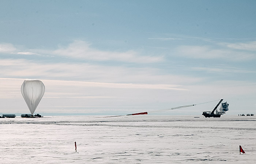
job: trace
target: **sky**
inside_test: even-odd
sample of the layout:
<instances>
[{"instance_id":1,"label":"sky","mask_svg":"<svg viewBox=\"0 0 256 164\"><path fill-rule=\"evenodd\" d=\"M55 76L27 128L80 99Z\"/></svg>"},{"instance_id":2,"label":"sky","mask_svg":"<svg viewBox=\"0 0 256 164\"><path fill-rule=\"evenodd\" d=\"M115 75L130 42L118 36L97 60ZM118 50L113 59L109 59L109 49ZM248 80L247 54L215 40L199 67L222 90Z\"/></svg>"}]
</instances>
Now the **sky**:
<instances>
[{"instance_id":1,"label":"sky","mask_svg":"<svg viewBox=\"0 0 256 164\"><path fill-rule=\"evenodd\" d=\"M0 114L29 113L26 79L46 116L254 113L255 17L253 0L0 0Z\"/></svg>"}]
</instances>

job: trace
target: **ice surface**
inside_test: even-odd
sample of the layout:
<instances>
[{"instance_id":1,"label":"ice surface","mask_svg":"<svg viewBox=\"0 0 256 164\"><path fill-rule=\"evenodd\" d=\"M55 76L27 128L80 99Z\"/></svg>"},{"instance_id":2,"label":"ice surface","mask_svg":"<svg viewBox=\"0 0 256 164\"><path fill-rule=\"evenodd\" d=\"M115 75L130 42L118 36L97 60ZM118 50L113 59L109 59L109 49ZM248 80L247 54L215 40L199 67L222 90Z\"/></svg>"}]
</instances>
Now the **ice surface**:
<instances>
[{"instance_id":1,"label":"ice surface","mask_svg":"<svg viewBox=\"0 0 256 164\"><path fill-rule=\"evenodd\" d=\"M256 163L255 117L97 117L1 118L0 163Z\"/></svg>"}]
</instances>

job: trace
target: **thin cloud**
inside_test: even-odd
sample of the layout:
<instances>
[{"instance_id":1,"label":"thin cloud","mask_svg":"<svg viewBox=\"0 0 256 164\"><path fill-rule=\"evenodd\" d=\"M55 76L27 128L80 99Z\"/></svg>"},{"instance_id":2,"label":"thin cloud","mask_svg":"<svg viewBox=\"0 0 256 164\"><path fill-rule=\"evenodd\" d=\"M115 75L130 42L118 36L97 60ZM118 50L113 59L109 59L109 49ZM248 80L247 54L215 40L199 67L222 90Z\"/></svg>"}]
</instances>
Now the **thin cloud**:
<instances>
[{"instance_id":1,"label":"thin cloud","mask_svg":"<svg viewBox=\"0 0 256 164\"><path fill-rule=\"evenodd\" d=\"M181 38L148 38L148 39L150 40L184 40L183 39Z\"/></svg>"},{"instance_id":2,"label":"thin cloud","mask_svg":"<svg viewBox=\"0 0 256 164\"><path fill-rule=\"evenodd\" d=\"M256 51L256 41L235 43L221 43L219 44L235 50Z\"/></svg>"},{"instance_id":3,"label":"thin cloud","mask_svg":"<svg viewBox=\"0 0 256 164\"><path fill-rule=\"evenodd\" d=\"M230 60L248 60L256 58L255 54L247 52L238 52L229 49L214 48L210 46L182 46L176 49L177 55L197 59L225 59Z\"/></svg>"},{"instance_id":4,"label":"thin cloud","mask_svg":"<svg viewBox=\"0 0 256 164\"><path fill-rule=\"evenodd\" d=\"M215 67L193 67L192 68L194 70L196 71L205 71L208 72L216 72L219 73L256 73L255 71L245 70L232 67L223 67L218 66Z\"/></svg>"},{"instance_id":5,"label":"thin cloud","mask_svg":"<svg viewBox=\"0 0 256 164\"><path fill-rule=\"evenodd\" d=\"M124 52L101 51L91 47L86 42L76 40L67 47L60 47L53 54L72 58L94 61L114 60L126 62L150 63L163 59L162 56L143 56L133 50Z\"/></svg>"}]
</instances>

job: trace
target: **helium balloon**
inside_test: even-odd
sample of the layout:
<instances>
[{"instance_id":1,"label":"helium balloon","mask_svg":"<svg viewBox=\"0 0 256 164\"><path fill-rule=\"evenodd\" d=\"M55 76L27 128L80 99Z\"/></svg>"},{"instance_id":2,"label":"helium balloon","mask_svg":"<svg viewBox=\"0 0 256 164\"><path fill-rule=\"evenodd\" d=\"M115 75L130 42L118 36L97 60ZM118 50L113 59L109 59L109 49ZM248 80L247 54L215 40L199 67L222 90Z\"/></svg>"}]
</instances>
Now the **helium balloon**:
<instances>
[{"instance_id":1,"label":"helium balloon","mask_svg":"<svg viewBox=\"0 0 256 164\"><path fill-rule=\"evenodd\" d=\"M21 94L33 115L45 93L45 85L40 80L25 80L21 89Z\"/></svg>"}]
</instances>

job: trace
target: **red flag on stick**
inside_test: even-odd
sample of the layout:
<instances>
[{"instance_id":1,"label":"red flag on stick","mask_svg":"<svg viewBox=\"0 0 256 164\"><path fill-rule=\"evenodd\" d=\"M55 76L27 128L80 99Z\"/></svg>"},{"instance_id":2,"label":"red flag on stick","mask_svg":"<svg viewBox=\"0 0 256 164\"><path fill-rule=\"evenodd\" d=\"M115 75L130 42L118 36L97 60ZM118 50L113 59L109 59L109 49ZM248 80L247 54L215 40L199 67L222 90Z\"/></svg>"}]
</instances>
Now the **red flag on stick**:
<instances>
[{"instance_id":1,"label":"red flag on stick","mask_svg":"<svg viewBox=\"0 0 256 164\"><path fill-rule=\"evenodd\" d=\"M75 147L76 148L76 142L75 142Z\"/></svg>"},{"instance_id":2,"label":"red flag on stick","mask_svg":"<svg viewBox=\"0 0 256 164\"><path fill-rule=\"evenodd\" d=\"M244 152L244 150L242 148L242 147L241 145L239 145L239 151L240 152L240 154L241 154L241 152L244 154L245 153L245 152Z\"/></svg>"}]
</instances>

******

**Direction:** Reproduce each record above by retyping it exactly; omit all images.

**Response to the exercise:**
job: trace
target: **sky**
inside_test: even-odd
sample of the layout:
<instances>
[{"instance_id":1,"label":"sky","mask_svg":"<svg viewBox=\"0 0 256 164\"><path fill-rule=\"evenodd\" d=\"M55 76L27 128L80 99Z\"/></svg>"},{"instance_id":2,"label":"sky","mask_svg":"<svg viewBox=\"0 0 256 164\"><path fill-rule=\"evenodd\" d=\"M115 75L130 42L118 36L97 60ZM118 50L113 59L109 59L109 49ZM248 80L247 54L215 40L199 67L222 90Z\"/></svg>"}]
</instances>
Now the **sky**:
<instances>
[{"instance_id":1,"label":"sky","mask_svg":"<svg viewBox=\"0 0 256 164\"><path fill-rule=\"evenodd\" d=\"M0 114L29 113L26 79L46 116L254 113L255 17L253 0L0 0Z\"/></svg>"}]
</instances>

job: trace
target: **ice surface**
inside_test: even-odd
sample of the layout:
<instances>
[{"instance_id":1,"label":"ice surface","mask_svg":"<svg viewBox=\"0 0 256 164\"><path fill-rule=\"evenodd\" d=\"M55 76L27 128L80 99Z\"/></svg>"},{"instance_id":2,"label":"ice surface","mask_svg":"<svg viewBox=\"0 0 256 164\"><path fill-rule=\"evenodd\" d=\"M115 75L130 42L118 36L97 60ZM118 50L113 59L109 59L109 49ZM248 80L247 54L215 40L199 67L222 90Z\"/></svg>"}]
</instances>
Now the **ice surface**:
<instances>
[{"instance_id":1,"label":"ice surface","mask_svg":"<svg viewBox=\"0 0 256 164\"><path fill-rule=\"evenodd\" d=\"M256 163L255 117L97 117L1 118L0 163Z\"/></svg>"}]
</instances>

job: trace
target: **thin cloud**
inside_test: even-odd
sample of the layout:
<instances>
[{"instance_id":1,"label":"thin cloud","mask_svg":"<svg viewBox=\"0 0 256 164\"><path fill-rule=\"evenodd\" d=\"M55 76L27 128L80 99Z\"/></svg>"},{"instance_id":2,"label":"thin cloud","mask_svg":"<svg viewBox=\"0 0 256 164\"><path fill-rule=\"evenodd\" d=\"M115 75L130 42L118 36L97 60ZM118 50L113 59L109 59L109 49ZM248 80L247 54L215 40L199 67L222 90Z\"/></svg>"}]
</instances>
Now the **thin cloud**:
<instances>
[{"instance_id":1,"label":"thin cloud","mask_svg":"<svg viewBox=\"0 0 256 164\"><path fill-rule=\"evenodd\" d=\"M181 38L148 38L148 39L150 40L184 40L183 39Z\"/></svg>"},{"instance_id":2,"label":"thin cloud","mask_svg":"<svg viewBox=\"0 0 256 164\"><path fill-rule=\"evenodd\" d=\"M256 51L256 41L235 43L221 43L219 44L235 50Z\"/></svg>"},{"instance_id":3,"label":"thin cloud","mask_svg":"<svg viewBox=\"0 0 256 164\"><path fill-rule=\"evenodd\" d=\"M230 60L248 60L256 58L255 54L247 52L238 52L229 49L214 48L210 46L182 46L176 49L177 55L197 59L225 59Z\"/></svg>"},{"instance_id":4,"label":"thin cloud","mask_svg":"<svg viewBox=\"0 0 256 164\"><path fill-rule=\"evenodd\" d=\"M215 67L193 67L192 68L194 70L196 71L205 71L208 72L216 72L219 73L256 73L255 71L245 70L232 67L223 67L218 66Z\"/></svg>"},{"instance_id":5,"label":"thin cloud","mask_svg":"<svg viewBox=\"0 0 256 164\"><path fill-rule=\"evenodd\" d=\"M124 52L101 51L91 47L86 42L76 40L67 47L60 47L53 54L72 58L94 61L114 60L126 62L150 63L163 59L162 56L143 56L133 50Z\"/></svg>"}]
</instances>

job: trace
target: **helium balloon**
inside_test: even-odd
sample of the layout:
<instances>
[{"instance_id":1,"label":"helium balloon","mask_svg":"<svg viewBox=\"0 0 256 164\"><path fill-rule=\"evenodd\" d=\"M55 76L27 128L80 99Z\"/></svg>"},{"instance_id":2,"label":"helium balloon","mask_svg":"<svg viewBox=\"0 0 256 164\"><path fill-rule=\"evenodd\" d=\"M115 75L130 42L118 36L97 60ZM118 50L113 59L109 59L109 49ZM248 80L247 54L215 40L199 67L222 90Z\"/></svg>"}]
</instances>
Now the **helium balloon**:
<instances>
[{"instance_id":1,"label":"helium balloon","mask_svg":"<svg viewBox=\"0 0 256 164\"><path fill-rule=\"evenodd\" d=\"M21 94L33 115L45 93L45 85L40 80L25 80L21 89Z\"/></svg>"}]
</instances>

job: trace
target: **red flag on stick**
inside_test: even-odd
sample of the layout:
<instances>
[{"instance_id":1,"label":"red flag on stick","mask_svg":"<svg viewBox=\"0 0 256 164\"><path fill-rule=\"evenodd\" d=\"M55 76L27 128L80 99Z\"/></svg>"},{"instance_id":2,"label":"red flag on stick","mask_svg":"<svg viewBox=\"0 0 256 164\"><path fill-rule=\"evenodd\" d=\"M115 75L130 42L118 36L97 60ZM118 50L113 59L109 59L109 49ZM248 80L247 54L215 40L199 67L222 90Z\"/></svg>"}]
</instances>
Now the **red flag on stick**:
<instances>
[{"instance_id":1,"label":"red flag on stick","mask_svg":"<svg viewBox=\"0 0 256 164\"><path fill-rule=\"evenodd\" d=\"M75 147L76 148L76 142L75 142Z\"/></svg>"},{"instance_id":2,"label":"red flag on stick","mask_svg":"<svg viewBox=\"0 0 256 164\"><path fill-rule=\"evenodd\" d=\"M244 152L244 150L242 148L242 147L241 145L239 145L239 151L240 152L240 154L241 154L241 152L244 154L245 153L245 152Z\"/></svg>"}]
</instances>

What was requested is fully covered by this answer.